What we don’t know from the EA4151 trial is we don’t have data telling us for certain that for patients who fail to achieve complete remission that we should stop doing transplant in that setting. As part of the data that were presented on the trial at the recent ASH meeting, it was shown that patients who achieved less than a complete response to their frontline induction therapy or who still had detectable minimal residual disease had a proportion of them convert to MRD negative status following high-dose chemotherapy and autologous transplantation. Their outcomes for that subgroup of patients appeared to be as good as the outcomes for patients who were MRD negative after their initial therapy without a transplant.
What would be helpful would be to know from the TRIANGLE trial whether MRD status at the end of induction therapy predicted outcomes beyond whether or not patients received a BTK inhibitor. In that trial, MRD assessments were performed as exploratory endpoints but those data have not yet been analysed and reported. So we’re waiting to learn about that.

▶ What to work on
1 – According to the passage on MRD status and transplantation, why must the field still wait to learn whether MRD status at the end of induction therapy predicted outcomes in the TRIANGLE trial? Answer in one to three sentences.
2 – Extend the passage on MRD status and transplantation, beginning after its final sentence.

[Natural language region descriptions]
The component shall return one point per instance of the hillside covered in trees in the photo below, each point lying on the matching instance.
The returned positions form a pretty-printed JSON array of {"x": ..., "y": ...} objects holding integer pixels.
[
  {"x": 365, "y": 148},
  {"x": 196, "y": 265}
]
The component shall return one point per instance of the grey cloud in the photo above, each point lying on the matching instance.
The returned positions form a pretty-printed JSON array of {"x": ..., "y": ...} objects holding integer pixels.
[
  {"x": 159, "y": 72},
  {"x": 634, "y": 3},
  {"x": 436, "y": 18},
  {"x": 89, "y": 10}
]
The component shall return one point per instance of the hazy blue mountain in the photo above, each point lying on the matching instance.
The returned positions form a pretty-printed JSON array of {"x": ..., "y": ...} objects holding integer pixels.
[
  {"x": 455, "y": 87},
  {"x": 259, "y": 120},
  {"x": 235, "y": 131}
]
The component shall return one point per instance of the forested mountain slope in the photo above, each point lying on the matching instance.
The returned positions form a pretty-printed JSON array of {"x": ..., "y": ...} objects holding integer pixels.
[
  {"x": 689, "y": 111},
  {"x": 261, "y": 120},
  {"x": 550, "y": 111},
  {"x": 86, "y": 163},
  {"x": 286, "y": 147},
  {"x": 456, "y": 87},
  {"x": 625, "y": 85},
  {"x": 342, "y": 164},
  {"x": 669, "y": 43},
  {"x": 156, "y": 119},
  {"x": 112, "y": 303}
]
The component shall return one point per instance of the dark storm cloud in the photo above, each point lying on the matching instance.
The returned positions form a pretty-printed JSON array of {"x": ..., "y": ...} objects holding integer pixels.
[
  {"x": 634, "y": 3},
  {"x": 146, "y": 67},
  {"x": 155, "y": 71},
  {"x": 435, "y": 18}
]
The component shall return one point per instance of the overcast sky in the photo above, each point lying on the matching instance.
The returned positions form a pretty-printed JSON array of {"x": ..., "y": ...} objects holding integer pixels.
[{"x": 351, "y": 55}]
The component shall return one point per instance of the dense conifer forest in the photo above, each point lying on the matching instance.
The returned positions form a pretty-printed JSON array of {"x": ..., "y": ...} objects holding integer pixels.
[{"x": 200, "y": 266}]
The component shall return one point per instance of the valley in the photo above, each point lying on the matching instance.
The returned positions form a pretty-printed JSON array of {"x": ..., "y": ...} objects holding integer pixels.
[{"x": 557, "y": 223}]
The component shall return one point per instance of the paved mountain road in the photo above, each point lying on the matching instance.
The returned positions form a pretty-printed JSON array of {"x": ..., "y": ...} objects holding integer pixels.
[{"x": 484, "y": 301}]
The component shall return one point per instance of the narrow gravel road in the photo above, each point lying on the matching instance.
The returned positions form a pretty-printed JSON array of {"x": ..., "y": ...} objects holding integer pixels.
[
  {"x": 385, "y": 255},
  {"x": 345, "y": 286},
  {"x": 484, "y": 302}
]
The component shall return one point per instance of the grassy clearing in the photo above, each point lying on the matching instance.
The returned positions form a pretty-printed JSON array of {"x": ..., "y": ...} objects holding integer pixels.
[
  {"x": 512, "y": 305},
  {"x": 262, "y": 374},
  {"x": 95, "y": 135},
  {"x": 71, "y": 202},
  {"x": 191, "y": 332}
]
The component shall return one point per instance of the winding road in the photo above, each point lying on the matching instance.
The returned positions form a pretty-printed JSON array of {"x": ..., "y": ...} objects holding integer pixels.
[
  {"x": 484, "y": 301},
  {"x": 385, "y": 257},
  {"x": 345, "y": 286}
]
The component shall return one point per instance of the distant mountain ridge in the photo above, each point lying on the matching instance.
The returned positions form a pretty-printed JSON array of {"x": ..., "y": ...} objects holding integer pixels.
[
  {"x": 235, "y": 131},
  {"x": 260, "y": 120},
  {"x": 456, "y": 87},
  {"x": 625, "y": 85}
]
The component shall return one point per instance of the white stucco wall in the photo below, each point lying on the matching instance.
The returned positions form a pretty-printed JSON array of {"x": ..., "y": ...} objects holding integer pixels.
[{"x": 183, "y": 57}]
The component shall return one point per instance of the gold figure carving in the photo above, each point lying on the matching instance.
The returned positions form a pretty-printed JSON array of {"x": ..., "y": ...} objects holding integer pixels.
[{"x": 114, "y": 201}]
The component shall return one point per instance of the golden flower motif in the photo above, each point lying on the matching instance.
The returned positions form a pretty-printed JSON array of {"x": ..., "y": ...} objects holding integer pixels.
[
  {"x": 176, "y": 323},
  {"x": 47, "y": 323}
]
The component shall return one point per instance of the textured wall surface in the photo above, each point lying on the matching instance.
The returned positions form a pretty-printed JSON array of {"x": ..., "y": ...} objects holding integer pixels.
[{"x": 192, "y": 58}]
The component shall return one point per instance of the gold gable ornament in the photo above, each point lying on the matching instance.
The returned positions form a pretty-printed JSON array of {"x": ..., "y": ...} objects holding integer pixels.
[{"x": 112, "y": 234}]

▶ Your written answers
1 – In the TRIANGLE trial, MRD assessments were performed only as exploratory endpoints. Those data have not yet been analyzed and reported.

2 –
What we can conclude from the evidence from both trials combined is that the majority of patients with mantle cell lymphoma whom we have historically treated with intensive frontline therapy, including high-dose chemotherapy and autologous transplant, are likely to do just as well without a transplant, either if they are documented to be in an MRD negative remission at the end of their induction therapy or if they receive a BTK inhibitor as part of their initial induction course and maintenance therapy, which is the pattern in which it was administered in the TRIANGLE trial. Our own practice since the reporting of these two studies has shifted in that direction where we are now no longer recommending consolidation with an autologous transplant in the frontline setting and we are incorporating a covalent BTK inhibitor into both the induction and maintenance phases of their treatment.